**Exercise**
Please quote everything from "Dependency direction (acyclic): cli" down to "Provider + registry (internal/provider)" in the provider design notes below.

**Extract**
--------

Dependency direction (acyclic): cli → {agent, plugin, config} → {tool, provider}. Built-in subpackages (provider/openai, tool/builtin) import their parent to self-register; parents never import children.

3. Core Abstractions

3.1 Provider + registry (internal/provider)

type Provider interface {
    Name() string
    Stream(ctx context.Context, req Request) (<-chan Chunk, error)
}

// Factory builds a Provider from a resolved config instance.
type Factory func(cfg Config) (Provider, error)

// Register adds a factory under a kind (e.g. "openai"). Called from init().
func Register(kind string, f Factory)

// New instantiates the provider of the given kind.
func New(kind string, cfg Config) (Provider, error)

type Config struct {
    Name    string         // instance name, e.g. "deepseek"
    BaseURL string
    Model   string
    APIKey  string
    Extra   map[string]any // kind-specific options
}
  • The openai kind is an OpenAI-compatible /chat/completions implementation.
  • DeepSeek and MiMo are not code — they are config instances of kind = "openai", differing only in base_url / model / api_key_env. Adding another OpenAI- compatible model is a config edit, not a code change.

--------

**Information**
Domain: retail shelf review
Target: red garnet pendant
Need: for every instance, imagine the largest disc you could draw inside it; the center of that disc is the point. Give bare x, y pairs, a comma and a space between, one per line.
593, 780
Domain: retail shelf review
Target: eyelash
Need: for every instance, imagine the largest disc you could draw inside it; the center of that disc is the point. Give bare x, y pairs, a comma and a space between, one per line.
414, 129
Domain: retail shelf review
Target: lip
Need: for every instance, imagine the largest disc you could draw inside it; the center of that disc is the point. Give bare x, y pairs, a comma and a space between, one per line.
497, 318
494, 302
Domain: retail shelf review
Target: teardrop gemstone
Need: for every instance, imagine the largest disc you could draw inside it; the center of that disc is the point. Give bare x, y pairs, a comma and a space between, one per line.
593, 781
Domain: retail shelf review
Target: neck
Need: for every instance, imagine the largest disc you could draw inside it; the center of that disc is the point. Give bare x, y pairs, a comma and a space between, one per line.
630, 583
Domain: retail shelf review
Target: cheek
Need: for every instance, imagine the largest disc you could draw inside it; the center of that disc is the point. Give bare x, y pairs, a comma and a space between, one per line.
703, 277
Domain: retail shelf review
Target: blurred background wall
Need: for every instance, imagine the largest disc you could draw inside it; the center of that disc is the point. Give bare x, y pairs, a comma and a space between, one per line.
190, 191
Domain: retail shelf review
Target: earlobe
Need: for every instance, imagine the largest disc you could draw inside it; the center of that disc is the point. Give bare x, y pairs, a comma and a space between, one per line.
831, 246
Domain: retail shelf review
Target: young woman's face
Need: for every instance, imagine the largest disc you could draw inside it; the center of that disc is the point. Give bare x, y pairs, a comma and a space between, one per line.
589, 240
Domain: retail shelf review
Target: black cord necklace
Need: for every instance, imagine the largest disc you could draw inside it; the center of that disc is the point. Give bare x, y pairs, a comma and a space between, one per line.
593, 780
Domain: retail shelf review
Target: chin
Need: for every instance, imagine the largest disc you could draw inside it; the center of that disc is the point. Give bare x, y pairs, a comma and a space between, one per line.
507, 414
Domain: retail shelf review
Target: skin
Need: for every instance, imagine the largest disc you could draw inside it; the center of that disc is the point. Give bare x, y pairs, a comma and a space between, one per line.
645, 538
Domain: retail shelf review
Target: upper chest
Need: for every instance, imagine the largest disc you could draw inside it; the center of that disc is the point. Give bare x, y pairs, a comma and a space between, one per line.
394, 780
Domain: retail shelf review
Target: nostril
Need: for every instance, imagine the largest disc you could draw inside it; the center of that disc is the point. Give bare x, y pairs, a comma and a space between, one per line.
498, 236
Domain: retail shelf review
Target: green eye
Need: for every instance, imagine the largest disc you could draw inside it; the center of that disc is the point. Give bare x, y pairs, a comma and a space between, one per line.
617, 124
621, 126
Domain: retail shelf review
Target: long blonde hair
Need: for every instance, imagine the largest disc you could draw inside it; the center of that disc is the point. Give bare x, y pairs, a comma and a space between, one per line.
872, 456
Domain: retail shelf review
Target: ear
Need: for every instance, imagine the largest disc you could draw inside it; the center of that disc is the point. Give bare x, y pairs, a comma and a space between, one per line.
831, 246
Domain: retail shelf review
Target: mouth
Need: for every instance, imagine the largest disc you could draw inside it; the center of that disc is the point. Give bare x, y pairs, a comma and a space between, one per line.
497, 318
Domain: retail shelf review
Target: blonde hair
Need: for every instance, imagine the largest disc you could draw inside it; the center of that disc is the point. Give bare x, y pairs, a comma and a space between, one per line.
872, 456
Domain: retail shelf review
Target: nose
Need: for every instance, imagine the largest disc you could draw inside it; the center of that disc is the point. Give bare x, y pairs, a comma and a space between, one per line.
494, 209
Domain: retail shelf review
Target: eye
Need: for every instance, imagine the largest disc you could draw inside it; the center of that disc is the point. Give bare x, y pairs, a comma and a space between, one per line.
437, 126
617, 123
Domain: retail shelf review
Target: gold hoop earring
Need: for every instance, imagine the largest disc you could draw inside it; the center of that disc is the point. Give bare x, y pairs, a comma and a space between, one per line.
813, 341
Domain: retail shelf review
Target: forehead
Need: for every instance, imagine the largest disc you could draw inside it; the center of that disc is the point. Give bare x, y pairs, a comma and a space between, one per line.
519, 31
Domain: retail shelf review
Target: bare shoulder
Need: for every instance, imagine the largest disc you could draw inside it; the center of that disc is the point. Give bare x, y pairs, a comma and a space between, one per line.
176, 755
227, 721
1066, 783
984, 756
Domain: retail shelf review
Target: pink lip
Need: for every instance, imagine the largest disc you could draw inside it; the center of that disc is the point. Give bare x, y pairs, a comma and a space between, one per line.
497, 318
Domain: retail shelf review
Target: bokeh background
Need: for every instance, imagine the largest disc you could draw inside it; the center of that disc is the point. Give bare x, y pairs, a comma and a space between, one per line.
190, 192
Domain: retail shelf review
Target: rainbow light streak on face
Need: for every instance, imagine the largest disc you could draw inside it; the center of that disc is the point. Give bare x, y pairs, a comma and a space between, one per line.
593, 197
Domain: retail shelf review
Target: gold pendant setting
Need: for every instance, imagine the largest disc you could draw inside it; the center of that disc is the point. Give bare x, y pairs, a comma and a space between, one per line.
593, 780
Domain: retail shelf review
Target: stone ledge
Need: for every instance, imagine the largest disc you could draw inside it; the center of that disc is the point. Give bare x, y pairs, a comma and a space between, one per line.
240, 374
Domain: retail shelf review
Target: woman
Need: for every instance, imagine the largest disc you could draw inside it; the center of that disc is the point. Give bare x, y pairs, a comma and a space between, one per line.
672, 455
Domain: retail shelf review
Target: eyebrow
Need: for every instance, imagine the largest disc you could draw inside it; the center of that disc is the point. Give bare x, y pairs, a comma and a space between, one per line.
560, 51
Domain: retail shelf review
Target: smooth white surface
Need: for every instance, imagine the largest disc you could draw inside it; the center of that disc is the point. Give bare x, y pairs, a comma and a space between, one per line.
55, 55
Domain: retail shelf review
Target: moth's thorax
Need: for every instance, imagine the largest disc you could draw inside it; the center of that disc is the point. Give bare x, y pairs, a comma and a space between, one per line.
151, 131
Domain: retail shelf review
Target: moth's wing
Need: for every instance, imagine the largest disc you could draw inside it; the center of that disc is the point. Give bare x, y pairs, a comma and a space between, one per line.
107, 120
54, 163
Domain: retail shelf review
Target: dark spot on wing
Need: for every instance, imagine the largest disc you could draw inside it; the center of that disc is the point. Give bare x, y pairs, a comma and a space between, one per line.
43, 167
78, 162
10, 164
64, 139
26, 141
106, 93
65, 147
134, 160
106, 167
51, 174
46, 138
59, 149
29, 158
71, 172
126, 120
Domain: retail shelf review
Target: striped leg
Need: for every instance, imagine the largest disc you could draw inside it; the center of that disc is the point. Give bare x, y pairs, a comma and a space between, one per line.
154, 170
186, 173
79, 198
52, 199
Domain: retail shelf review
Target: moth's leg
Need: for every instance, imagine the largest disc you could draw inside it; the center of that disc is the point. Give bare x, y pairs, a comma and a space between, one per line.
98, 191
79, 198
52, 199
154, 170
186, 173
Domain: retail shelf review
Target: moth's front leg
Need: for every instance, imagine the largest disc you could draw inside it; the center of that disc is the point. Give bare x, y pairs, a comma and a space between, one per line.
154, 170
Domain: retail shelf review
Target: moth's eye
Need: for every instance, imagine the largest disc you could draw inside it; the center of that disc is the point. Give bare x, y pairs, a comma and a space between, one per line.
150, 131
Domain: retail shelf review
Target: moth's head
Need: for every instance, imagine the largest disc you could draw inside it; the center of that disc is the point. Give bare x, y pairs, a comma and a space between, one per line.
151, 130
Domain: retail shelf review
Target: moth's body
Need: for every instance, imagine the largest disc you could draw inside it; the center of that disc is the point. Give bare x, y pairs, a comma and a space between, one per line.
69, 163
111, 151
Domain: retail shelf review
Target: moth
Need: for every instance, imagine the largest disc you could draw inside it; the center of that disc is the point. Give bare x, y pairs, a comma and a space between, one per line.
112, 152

--------

**Task output**
Dependency direction (acyclic): cli → {agent, plugin, config} → {tool, provider}. Built-in subpackages (provider/openai, tool/builtin) import their parent to self-register; parents never import children.

3. Core Abstractions

3.1 Provider + registry (internal/provider)